**Exercise description**
Everything from the line containing "of the sailor." through the last line of the data below is to be retyped exactly, apart from the pictures.

**Entries supplied**
-------------------------
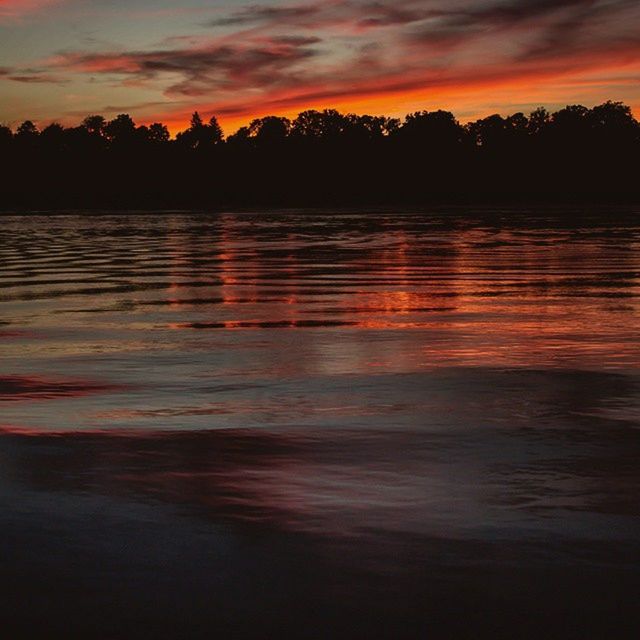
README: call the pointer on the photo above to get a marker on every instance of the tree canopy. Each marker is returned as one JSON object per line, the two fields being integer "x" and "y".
{"x": 324, "y": 157}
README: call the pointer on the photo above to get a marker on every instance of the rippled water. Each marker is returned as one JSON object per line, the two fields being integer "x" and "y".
{"x": 354, "y": 424}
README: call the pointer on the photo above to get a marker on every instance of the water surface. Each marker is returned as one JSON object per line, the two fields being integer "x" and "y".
{"x": 321, "y": 424}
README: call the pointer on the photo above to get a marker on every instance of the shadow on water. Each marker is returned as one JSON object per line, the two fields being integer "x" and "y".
{"x": 387, "y": 533}
{"x": 394, "y": 426}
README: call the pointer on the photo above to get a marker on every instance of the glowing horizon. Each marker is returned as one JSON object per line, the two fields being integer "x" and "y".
{"x": 61, "y": 60}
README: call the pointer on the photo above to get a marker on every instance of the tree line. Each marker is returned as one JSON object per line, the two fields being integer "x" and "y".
{"x": 325, "y": 157}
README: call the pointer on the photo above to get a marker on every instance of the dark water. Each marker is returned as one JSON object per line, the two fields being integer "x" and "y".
{"x": 306, "y": 425}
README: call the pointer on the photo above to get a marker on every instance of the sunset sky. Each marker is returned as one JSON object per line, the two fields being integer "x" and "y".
{"x": 159, "y": 60}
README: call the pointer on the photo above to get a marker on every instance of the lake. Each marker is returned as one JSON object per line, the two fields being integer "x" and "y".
{"x": 318, "y": 425}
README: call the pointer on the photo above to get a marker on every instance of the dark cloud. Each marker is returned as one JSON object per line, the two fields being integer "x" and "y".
{"x": 376, "y": 47}
{"x": 261, "y": 62}
{"x": 259, "y": 14}
{"x": 40, "y": 78}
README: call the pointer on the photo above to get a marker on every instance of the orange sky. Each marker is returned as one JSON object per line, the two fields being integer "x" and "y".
{"x": 159, "y": 61}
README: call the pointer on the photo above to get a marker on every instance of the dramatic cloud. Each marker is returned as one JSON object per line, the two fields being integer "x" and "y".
{"x": 361, "y": 54}
{"x": 16, "y": 8}
{"x": 256, "y": 64}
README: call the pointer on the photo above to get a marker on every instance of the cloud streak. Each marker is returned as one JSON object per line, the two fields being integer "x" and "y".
{"x": 285, "y": 55}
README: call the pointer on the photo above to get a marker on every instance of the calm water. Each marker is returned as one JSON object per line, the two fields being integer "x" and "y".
{"x": 313, "y": 425}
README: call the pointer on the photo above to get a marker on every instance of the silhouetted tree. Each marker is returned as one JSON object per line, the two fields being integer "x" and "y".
{"x": 95, "y": 124}
{"x": 325, "y": 156}
{"x": 121, "y": 130}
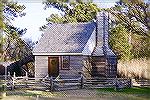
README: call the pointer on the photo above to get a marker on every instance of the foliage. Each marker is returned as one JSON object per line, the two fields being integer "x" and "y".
{"x": 73, "y": 11}
{"x": 134, "y": 17}
{"x": 12, "y": 44}
{"x": 120, "y": 43}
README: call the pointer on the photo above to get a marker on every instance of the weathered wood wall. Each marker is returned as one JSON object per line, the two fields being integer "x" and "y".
{"x": 41, "y": 66}
{"x": 75, "y": 68}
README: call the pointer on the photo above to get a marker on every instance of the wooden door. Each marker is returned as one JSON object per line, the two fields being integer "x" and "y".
{"x": 53, "y": 66}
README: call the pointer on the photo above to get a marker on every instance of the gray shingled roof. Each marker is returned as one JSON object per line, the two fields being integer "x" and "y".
{"x": 65, "y": 38}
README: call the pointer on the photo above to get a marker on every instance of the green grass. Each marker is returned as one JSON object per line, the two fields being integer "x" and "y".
{"x": 140, "y": 93}
{"x": 134, "y": 90}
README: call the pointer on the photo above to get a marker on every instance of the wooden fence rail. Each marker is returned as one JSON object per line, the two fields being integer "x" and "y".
{"x": 62, "y": 84}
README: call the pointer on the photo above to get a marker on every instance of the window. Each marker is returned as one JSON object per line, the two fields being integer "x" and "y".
{"x": 65, "y": 62}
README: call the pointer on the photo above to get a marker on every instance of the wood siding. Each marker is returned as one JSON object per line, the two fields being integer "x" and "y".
{"x": 41, "y": 66}
{"x": 75, "y": 68}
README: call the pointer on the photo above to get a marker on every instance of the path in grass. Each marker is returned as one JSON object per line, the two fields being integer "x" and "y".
{"x": 97, "y": 94}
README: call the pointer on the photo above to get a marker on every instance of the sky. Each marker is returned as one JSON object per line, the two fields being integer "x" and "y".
{"x": 36, "y": 16}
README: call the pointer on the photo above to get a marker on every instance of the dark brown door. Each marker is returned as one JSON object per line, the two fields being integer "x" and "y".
{"x": 53, "y": 66}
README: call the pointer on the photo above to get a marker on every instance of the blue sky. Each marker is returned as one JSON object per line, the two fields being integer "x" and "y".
{"x": 36, "y": 16}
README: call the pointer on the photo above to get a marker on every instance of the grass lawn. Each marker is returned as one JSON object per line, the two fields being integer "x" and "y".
{"x": 81, "y": 94}
{"x": 135, "y": 93}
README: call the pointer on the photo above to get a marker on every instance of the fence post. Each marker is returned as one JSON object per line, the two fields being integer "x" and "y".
{"x": 51, "y": 83}
{"x": 130, "y": 82}
{"x": 13, "y": 83}
{"x": 26, "y": 79}
{"x": 82, "y": 82}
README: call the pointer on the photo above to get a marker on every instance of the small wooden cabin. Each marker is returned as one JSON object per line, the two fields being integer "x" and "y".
{"x": 67, "y": 50}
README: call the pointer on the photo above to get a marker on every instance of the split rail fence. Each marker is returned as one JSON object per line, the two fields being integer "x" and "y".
{"x": 51, "y": 84}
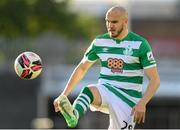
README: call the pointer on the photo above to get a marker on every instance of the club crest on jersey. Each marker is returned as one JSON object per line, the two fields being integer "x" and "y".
{"x": 128, "y": 51}
{"x": 116, "y": 65}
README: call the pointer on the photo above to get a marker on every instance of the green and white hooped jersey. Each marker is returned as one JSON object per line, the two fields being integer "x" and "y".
{"x": 122, "y": 61}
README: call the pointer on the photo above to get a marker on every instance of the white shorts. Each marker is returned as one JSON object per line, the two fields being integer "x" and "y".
{"x": 119, "y": 111}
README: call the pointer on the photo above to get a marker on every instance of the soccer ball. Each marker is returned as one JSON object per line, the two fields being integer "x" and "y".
{"x": 28, "y": 65}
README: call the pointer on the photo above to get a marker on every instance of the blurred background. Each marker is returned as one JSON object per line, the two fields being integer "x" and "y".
{"x": 59, "y": 31}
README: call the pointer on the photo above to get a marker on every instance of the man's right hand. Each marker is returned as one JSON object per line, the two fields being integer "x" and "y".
{"x": 56, "y": 104}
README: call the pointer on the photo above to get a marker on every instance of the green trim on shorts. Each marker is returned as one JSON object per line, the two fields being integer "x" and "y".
{"x": 132, "y": 93}
{"x": 117, "y": 93}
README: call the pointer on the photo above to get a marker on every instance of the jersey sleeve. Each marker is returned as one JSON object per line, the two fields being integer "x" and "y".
{"x": 90, "y": 53}
{"x": 146, "y": 56}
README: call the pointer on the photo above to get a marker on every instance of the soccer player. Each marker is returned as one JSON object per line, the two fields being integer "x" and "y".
{"x": 125, "y": 57}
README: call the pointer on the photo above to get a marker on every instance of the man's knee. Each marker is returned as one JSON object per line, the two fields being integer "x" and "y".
{"x": 96, "y": 94}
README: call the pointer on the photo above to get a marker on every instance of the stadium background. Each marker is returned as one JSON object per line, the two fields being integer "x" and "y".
{"x": 60, "y": 31}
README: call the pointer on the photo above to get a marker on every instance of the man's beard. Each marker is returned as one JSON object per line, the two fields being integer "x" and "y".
{"x": 118, "y": 33}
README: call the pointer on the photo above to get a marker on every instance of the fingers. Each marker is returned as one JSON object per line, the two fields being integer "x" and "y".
{"x": 56, "y": 105}
{"x": 139, "y": 117}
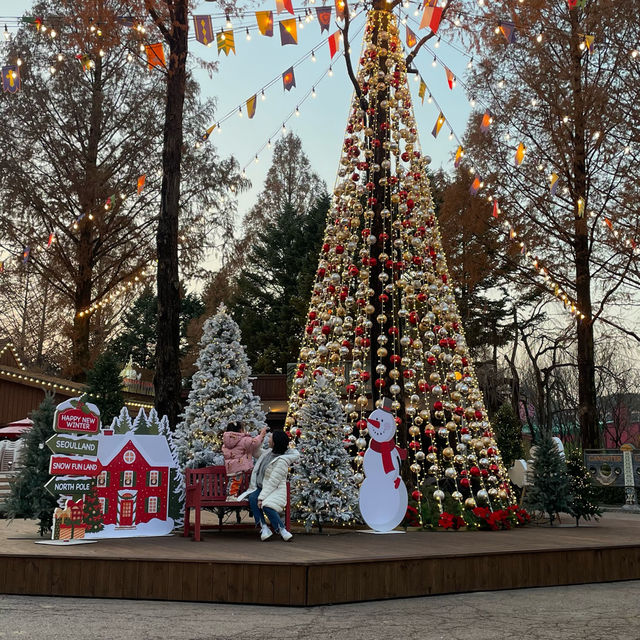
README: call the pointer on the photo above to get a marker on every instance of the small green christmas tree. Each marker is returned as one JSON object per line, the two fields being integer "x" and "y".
{"x": 550, "y": 491}
{"x": 323, "y": 488}
{"x": 105, "y": 387}
{"x": 508, "y": 431}
{"x": 584, "y": 501}
{"x": 92, "y": 512}
{"x": 29, "y": 498}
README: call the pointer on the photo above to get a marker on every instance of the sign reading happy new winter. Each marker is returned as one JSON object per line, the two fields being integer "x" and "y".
{"x": 122, "y": 482}
{"x": 383, "y": 494}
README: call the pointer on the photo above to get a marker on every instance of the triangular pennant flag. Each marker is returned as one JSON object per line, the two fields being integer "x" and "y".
{"x": 288, "y": 79}
{"x": 431, "y": 18}
{"x": 423, "y": 89}
{"x": 412, "y": 40}
{"x": 155, "y": 56}
{"x": 208, "y": 132}
{"x": 487, "y": 119}
{"x": 288, "y": 32}
{"x": 588, "y": 41}
{"x": 508, "y": 30}
{"x": 458, "y": 158}
{"x": 203, "y": 29}
{"x": 284, "y": 5}
{"x": 450, "y": 77}
{"x": 334, "y": 43}
{"x": 324, "y": 18}
{"x": 11, "y": 78}
{"x": 251, "y": 106}
{"x": 226, "y": 42}
{"x": 438, "y": 125}
{"x": 265, "y": 22}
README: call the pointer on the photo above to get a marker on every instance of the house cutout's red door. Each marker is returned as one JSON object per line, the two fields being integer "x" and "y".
{"x": 126, "y": 513}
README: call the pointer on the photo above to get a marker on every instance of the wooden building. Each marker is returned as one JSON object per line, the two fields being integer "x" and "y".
{"x": 22, "y": 391}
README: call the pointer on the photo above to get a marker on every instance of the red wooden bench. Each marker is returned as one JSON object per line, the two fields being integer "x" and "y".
{"x": 207, "y": 488}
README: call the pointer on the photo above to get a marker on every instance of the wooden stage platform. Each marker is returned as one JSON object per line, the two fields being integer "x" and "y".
{"x": 320, "y": 569}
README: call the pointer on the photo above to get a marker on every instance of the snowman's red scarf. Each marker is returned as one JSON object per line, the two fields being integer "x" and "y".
{"x": 385, "y": 449}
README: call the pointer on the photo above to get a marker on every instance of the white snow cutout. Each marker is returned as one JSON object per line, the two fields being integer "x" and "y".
{"x": 151, "y": 529}
{"x": 383, "y": 494}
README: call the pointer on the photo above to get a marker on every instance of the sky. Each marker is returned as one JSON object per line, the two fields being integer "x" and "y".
{"x": 321, "y": 121}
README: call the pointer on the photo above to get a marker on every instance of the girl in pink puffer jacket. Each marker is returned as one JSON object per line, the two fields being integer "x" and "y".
{"x": 238, "y": 449}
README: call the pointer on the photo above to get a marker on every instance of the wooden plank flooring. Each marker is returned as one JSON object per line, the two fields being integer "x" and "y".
{"x": 320, "y": 569}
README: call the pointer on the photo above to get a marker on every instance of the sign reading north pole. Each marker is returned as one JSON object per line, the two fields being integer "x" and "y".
{"x": 77, "y": 416}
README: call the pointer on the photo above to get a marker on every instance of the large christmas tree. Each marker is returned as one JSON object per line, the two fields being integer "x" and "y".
{"x": 221, "y": 394}
{"x": 383, "y": 319}
{"x": 550, "y": 491}
{"x": 323, "y": 488}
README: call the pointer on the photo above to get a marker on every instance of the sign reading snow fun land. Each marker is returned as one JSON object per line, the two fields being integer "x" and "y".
{"x": 118, "y": 481}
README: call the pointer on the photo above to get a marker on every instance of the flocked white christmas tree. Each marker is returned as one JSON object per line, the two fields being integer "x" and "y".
{"x": 220, "y": 394}
{"x": 323, "y": 487}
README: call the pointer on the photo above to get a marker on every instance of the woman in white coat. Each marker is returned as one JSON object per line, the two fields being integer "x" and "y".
{"x": 267, "y": 493}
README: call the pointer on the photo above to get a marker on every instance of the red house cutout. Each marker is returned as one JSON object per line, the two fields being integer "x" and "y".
{"x": 133, "y": 481}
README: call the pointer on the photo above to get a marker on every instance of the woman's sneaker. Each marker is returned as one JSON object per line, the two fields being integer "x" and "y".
{"x": 286, "y": 535}
{"x": 265, "y": 533}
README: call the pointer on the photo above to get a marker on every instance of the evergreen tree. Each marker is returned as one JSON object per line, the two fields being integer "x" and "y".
{"x": 121, "y": 424}
{"x": 92, "y": 511}
{"x": 273, "y": 289}
{"x": 584, "y": 500}
{"x": 550, "y": 490}
{"x": 105, "y": 386}
{"x": 220, "y": 394}
{"x": 508, "y": 430}
{"x": 29, "y": 498}
{"x": 177, "y": 487}
{"x": 322, "y": 485}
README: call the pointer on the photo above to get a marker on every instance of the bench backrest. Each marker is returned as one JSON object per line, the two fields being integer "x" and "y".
{"x": 213, "y": 481}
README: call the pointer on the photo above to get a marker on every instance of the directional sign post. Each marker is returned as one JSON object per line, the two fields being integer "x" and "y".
{"x": 69, "y": 485}
{"x": 70, "y": 445}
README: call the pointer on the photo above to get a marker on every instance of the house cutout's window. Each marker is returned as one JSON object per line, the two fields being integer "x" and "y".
{"x": 128, "y": 477}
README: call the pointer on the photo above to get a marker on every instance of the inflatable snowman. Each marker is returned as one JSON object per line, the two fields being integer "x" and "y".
{"x": 383, "y": 494}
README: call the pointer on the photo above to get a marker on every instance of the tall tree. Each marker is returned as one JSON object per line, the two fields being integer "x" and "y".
{"x": 574, "y": 106}
{"x": 273, "y": 289}
{"x": 89, "y": 131}
{"x": 140, "y": 327}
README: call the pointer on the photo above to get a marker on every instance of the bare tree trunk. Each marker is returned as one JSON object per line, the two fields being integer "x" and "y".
{"x": 81, "y": 355}
{"x": 167, "y": 376}
{"x": 587, "y": 411}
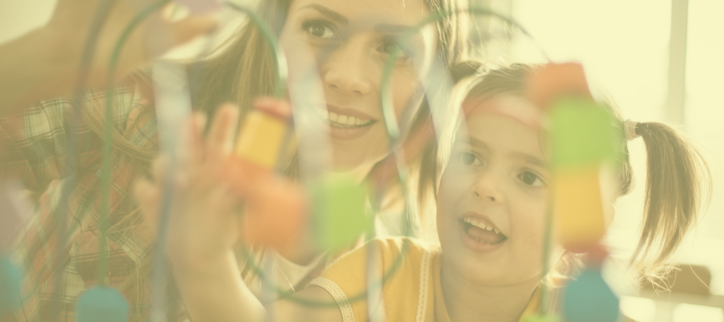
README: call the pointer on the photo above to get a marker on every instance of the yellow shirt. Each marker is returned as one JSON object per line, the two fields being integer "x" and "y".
{"x": 411, "y": 293}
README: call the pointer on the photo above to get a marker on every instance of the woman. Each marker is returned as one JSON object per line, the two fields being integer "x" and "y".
{"x": 242, "y": 70}
{"x": 492, "y": 200}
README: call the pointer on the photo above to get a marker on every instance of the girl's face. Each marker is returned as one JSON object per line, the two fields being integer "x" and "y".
{"x": 351, "y": 41}
{"x": 493, "y": 198}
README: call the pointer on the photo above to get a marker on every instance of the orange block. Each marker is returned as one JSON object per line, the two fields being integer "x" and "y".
{"x": 276, "y": 214}
{"x": 260, "y": 139}
{"x": 554, "y": 81}
{"x": 578, "y": 208}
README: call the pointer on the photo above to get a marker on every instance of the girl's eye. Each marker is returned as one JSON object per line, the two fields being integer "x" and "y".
{"x": 390, "y": 45}
{"x": 469, "y": 159}
{"x": 318, "y": 29}
{"x": 531, "y": 179}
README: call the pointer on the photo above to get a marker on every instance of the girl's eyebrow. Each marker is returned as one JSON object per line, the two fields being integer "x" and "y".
{"x": 329, "y": 13}
{"x": 528, "y": 158}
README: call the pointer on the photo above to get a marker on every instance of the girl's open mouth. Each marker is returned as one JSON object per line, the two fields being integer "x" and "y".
{"x": 480, "y": 237}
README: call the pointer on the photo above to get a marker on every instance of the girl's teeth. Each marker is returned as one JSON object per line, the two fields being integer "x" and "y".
{"x": 333, "y": 117}
{"x": 342, "y": 119}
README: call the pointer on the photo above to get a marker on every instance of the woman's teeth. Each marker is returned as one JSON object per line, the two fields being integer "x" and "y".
{"x": 342, "y": 121}
{"x": 481, "y": 225}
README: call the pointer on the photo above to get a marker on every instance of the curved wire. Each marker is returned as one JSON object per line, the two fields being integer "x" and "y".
{"x": 394, "y": 135}
{"x": 279, "y": 58}
{"x": 108, "y": 130}
{"x": 87, "y": 58}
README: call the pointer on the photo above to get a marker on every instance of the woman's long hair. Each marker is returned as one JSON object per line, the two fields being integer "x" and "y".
{"x": 241, "y": 69}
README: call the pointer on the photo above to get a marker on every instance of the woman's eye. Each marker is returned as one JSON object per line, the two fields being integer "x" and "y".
{"x": 318, "y": 29}
{"x": 388, "y": 46}
{"x": 469, "y": 159}
{"x": 531, "y": 179}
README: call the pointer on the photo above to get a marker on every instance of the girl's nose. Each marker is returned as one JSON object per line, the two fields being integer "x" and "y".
{"x": 487, "y": 189}
{"x": 348, "y": 70}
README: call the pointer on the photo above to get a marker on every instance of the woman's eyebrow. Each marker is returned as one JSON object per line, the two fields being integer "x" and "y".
{"x": 391, "y": 28}
{"x": 329, "y": 13}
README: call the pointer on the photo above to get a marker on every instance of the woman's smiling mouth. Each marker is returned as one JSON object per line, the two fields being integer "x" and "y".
{"x": 346, "y": 124}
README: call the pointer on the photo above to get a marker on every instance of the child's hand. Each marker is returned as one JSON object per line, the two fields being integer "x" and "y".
{"x": 205, "y": 215}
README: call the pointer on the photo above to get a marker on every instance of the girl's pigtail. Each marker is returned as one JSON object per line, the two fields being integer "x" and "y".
{"x": 677, "y": 183}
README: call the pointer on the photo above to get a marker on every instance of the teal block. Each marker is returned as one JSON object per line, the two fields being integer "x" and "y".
{"x": 541, "y": 318}
{"x": 589, "y": 299}
{"x": 582, "y": 133}
{"x": 102, "y": 304}
{"x": 9, "y": 287}
{"x": 339, "y": 211}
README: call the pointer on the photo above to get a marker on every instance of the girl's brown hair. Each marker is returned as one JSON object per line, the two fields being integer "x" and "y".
{"x": 677, "y": 180}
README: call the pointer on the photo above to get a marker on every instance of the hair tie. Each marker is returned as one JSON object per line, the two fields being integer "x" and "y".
{"x": 629, "y": 129}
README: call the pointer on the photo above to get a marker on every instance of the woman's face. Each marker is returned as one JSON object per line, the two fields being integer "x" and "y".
{"x": 492, "y": 199}
{"x": 350, "y": 41}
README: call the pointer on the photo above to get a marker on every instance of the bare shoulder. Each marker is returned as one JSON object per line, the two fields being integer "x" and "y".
{"x": 289, "y": 310}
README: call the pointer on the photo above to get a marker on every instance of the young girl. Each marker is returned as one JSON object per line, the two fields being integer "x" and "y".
{"x": 35, "y": 139}
{"x": 491, "y": 203}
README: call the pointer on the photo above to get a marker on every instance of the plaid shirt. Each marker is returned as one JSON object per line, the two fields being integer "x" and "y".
{"x": 34, "y": 148}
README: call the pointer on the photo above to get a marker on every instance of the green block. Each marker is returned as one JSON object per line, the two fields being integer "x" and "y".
{"x": 582, "y": 133}
{"x": 102, "y": 304}
{"x": 9, "y": 287}
{"x": 339, "y": 211}
{"x": 540, "y": 318}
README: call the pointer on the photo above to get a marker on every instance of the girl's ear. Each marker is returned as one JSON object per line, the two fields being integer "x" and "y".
{"x": 678, "y": 183}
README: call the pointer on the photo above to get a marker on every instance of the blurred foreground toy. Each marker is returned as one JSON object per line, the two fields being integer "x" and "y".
{"x": 12, "y": 218}
{"x": 541, "y": 318}
{"x": 102, "y": 304}
{"x": 278, "y": 208}
{"x": 199, "y": 7}
{"x": 9, "y": 287}
{"x": 582, "y": 139}
{"x": 339, "y": 209}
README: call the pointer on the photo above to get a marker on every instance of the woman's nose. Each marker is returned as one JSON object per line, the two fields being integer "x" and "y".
{"x": 487, "y": 188}
{"x": 347, "y": 70}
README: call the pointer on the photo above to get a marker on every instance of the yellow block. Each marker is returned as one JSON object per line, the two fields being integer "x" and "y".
{"x": 260, "y": 139}
{"x": 579, "y": 214}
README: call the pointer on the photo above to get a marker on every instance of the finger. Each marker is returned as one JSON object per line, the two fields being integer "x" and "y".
{"x": 147, "y": 196}
{"x": 199, "y": 124}
{"x": 220, "y": 138}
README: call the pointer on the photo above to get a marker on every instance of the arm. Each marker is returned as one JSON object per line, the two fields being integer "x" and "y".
{"x": 44, "y": 63}
{"x": 203, "y": 227}
{"x": 216, "y": 292}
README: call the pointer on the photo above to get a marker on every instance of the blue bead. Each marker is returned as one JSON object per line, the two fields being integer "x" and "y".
{"x": 102, "y": 304}
{"x": 9, "y": 287}
{"x": 589, "y": 299}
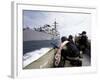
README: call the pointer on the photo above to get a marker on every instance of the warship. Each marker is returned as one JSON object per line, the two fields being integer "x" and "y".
{"x": 38, "y": 42}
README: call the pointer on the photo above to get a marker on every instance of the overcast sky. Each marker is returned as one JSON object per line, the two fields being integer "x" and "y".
{"x": 68, "y": 23}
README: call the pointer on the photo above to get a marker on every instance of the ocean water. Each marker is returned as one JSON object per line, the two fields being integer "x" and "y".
{"x": 29, "y": 46}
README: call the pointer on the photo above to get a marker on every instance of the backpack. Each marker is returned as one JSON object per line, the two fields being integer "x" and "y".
{"x": 72, "y": 50}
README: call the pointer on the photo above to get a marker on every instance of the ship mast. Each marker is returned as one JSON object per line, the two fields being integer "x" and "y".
{"x": 55, "y": 25}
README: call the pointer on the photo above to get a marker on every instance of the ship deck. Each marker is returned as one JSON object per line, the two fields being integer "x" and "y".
{"x": 46, "y": 61}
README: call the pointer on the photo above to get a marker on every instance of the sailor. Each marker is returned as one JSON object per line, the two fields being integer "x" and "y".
{"x": 67, "y": 50}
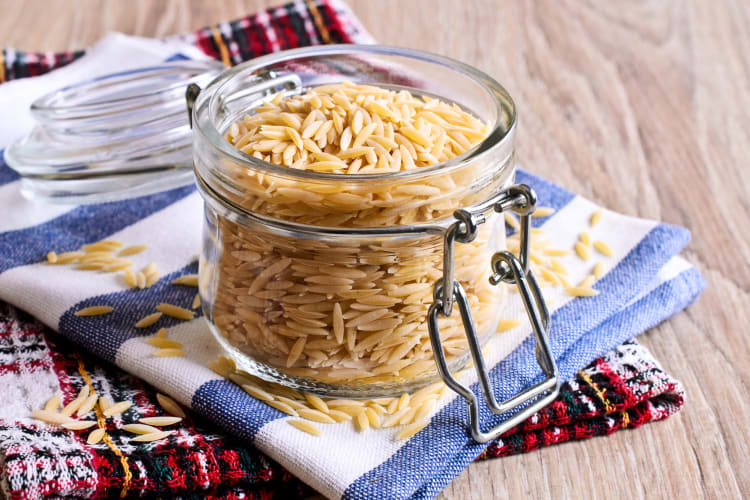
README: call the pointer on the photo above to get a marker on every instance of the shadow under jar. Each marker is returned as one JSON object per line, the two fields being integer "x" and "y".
-------------------------
**Answer box**
README: call the pointer on the photo above to get a marker on every instance of the sailor. Each marker is returned as one JSON object per line, the two fields being integer "x" and "y".
{"x": 67, "y": 50}
README: call the pointer on the photo above to get a marker on every instance of the shadow under jar. Each marker is returned as one JSON object per line, the two fields being integer "x" and "y".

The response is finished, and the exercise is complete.